**Information**
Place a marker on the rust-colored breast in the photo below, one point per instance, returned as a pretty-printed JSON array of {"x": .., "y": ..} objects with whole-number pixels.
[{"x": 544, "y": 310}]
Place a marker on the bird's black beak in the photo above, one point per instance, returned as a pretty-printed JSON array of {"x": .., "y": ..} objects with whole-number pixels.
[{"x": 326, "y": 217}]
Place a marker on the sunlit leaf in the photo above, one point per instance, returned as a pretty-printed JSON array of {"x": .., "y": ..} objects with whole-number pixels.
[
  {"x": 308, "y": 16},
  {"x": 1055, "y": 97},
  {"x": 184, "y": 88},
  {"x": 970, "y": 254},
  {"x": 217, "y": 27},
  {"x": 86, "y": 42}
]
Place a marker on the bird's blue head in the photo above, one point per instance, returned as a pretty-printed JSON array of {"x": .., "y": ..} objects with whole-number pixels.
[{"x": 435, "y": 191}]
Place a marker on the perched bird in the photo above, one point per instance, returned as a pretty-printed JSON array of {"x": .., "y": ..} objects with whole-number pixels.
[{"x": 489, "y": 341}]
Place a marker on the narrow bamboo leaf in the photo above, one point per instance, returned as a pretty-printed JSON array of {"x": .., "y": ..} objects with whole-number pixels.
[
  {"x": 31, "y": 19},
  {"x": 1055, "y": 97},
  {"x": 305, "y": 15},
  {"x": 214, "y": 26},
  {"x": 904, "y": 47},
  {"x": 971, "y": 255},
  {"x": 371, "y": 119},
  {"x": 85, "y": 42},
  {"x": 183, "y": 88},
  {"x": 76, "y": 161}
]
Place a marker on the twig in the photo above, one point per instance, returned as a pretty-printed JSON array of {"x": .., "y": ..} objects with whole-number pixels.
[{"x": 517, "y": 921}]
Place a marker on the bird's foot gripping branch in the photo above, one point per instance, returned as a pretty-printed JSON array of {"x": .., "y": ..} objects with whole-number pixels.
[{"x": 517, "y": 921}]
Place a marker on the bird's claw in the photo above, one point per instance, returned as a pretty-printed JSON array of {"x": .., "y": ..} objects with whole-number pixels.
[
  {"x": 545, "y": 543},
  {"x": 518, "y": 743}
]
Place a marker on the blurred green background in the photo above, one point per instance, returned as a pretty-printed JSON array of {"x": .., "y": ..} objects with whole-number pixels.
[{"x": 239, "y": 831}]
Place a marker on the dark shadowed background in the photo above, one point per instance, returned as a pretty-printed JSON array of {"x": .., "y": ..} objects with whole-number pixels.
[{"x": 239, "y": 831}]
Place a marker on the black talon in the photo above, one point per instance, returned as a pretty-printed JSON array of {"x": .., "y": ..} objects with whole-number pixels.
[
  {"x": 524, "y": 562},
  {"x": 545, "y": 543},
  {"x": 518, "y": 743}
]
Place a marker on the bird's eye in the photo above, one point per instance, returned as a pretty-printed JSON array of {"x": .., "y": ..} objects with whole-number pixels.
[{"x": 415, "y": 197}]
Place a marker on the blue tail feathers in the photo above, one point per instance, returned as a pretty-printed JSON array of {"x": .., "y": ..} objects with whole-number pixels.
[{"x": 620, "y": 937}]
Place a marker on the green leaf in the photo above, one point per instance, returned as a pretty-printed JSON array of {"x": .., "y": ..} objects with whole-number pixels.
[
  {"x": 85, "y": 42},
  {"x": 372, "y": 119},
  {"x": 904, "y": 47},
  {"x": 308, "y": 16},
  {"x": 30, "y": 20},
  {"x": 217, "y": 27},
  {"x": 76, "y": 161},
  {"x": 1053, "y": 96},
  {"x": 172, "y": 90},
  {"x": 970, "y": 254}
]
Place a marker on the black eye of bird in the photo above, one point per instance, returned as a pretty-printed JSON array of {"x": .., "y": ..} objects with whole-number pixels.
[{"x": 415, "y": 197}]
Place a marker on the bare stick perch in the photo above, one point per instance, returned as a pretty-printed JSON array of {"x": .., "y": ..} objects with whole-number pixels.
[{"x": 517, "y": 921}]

**What you have to do**
Please reproduce the records above in their entirety, exactly as given.

**Written response**
Place a marker on the rust-colored breast in the photo below, one point per instance, returned as a pretty-printed JSON array of {"x": .., "y": ..} objects with whole-number pixels.
[{"x": 544, "y": 310}]
Place a marker on the bird's black beak in the photo above, one point per instance, returned as a pretty-printed JSON array of {"x": .., "y": ..} objects with whole-number pixels.
[{"x": 326, "y": 217}]
Place a marker on the sunlit leaf in the photo above, one point per instance, returned as a pretty-printed JSON array of {"x": .., "y": ..} objects with whole-number pixels.
[
  {"x": 308, "y": 16},
  {"x": 1055, "y": 97},
  {"x": 184, "y": 88},
  {"x": 970, "y": 254},
  {"x": 217, "y": 27},
  {"x": 86, "y": 42}
]
Place a marker on the bird's blue head in the photo above, one point per instance, returned as a pretty-printed JSON array of {"x": .., "y": ..} objects with whole-number pixels.
[{"x": 435, "y": 191}]
Place a marker on the perched bird in the photo above, one point per instance, returned as a pretty-printed JSON array of {"x": .., "y": ..} objects with whole-number pixels.
[{"x": 489, "y": 341}]
Place a marker on the narrow bamboo leaf in the photo above, one point per instance, returned as a pretty-printed JSON array of {"x": .., "y": ..} objects with whole-number pixels.
[
  {"x": 31, "y": 19},
  {"x": 1055, "y": 97},
  {"x": 305, "y": 15},
  {"x": 214, "y": 26},
  {"x": 904, "y": 47},
  {"x": 971, "y": 255},
  {"x": 371, "y": 119},
  {"x": 85, "y": 42},
  {"x": 183, "y": 88},
  {"x": 76, "y": 161}
]
Place a marker on the twig in the photo above, one point per instance, returned as a pretty-printed JSON array of {"x": .., "y": ..} objects with whole-number pixels.
[{"x": 517, "y": 921}]
Place a marker on the bird's foot gripping branch in the photo above, one point per instance, returned as a pretty-printed JSON array of {"x": .., "y": ..} objects with whole-number pixels.
[{"x": 517, "y": 921}]
Place a marker on the bird's claw in the photo above, one point per instance, returned as a pretty-printed JSON array of {"x": .., "y": ..} objects with whole-number pixels.
[
  {"x": 545, "y": 543},
  {"x": 518, "y": 743}
]
Place a marker on the blurred green background in the photo above, one point per instance, returned as a pretty-printed JSON array of {"x": .., "y": ..} objects with whole-number pixels.
[{"x": 239, "y": 831}]
Place a marker on the dark shadowed background in the photo above, one point per instance, returned as a pretty-printed JSON array of {"x": .., "y": ..} objects with whole-number pixels.
[{"x": 239, "y": 831}]
Place a marker on the black talon in the photo above, one point per instance, returned as a pretty-printed JSON array of {"x": .., "y": ..} objects with whole-number pixels.
[
  {"x": 524, "y": 562},
  {"x": 545, "y": 543},
  {"x": 518, "y": 743}
]
Place a marker on the bird's eye in the photo above, one point per instance, returned as a pretty-printed JSON array of {"x": .., "y": ..} objects with whole-number pixels.
[{"x": 415, "y": 197}]
Place a marker on the blue tail feathers in the photo above, one point per instance, returned as a pretty-printed JSON array of {"x": .., "y": ..} objects with whole-number pixels.
[{"x": 620, "y": 937}]
Place a marker on the green leaf in the photo above, one point per instance, returned as a pretty-printed JSON array of {"x": .., "y": ..} objects with whole-number pixels.
[
  {"x": 85, "y": 42},
  {"x": 372, "y": 119},
  {"x": 904, "y": 47},
  {"x": 308, "y": 16},
  {"x": 30, "y": 20},
  {"x": 217, "y": 27},
  {"x": 76, "y": 161},
  {"x": 1053, "y": 96},
  {"x": 172, "y": 90},
  {"x": 970, "y": 254}
]
Place a marker on the black eye of bird in the photo above, one point per instance, returned as a pretty-printed JSON array of {"x": .., "y": ..} objects with whole-number pixels.
[{"x": 415, "y": 197}]
Place a marker on the bare stick perch in the photo above, one point per instance, returned as a pretty-printed JSON array of {"x": .., "y": ..} objects with whole-number pixels.
[{"x": 517, "y": 921}]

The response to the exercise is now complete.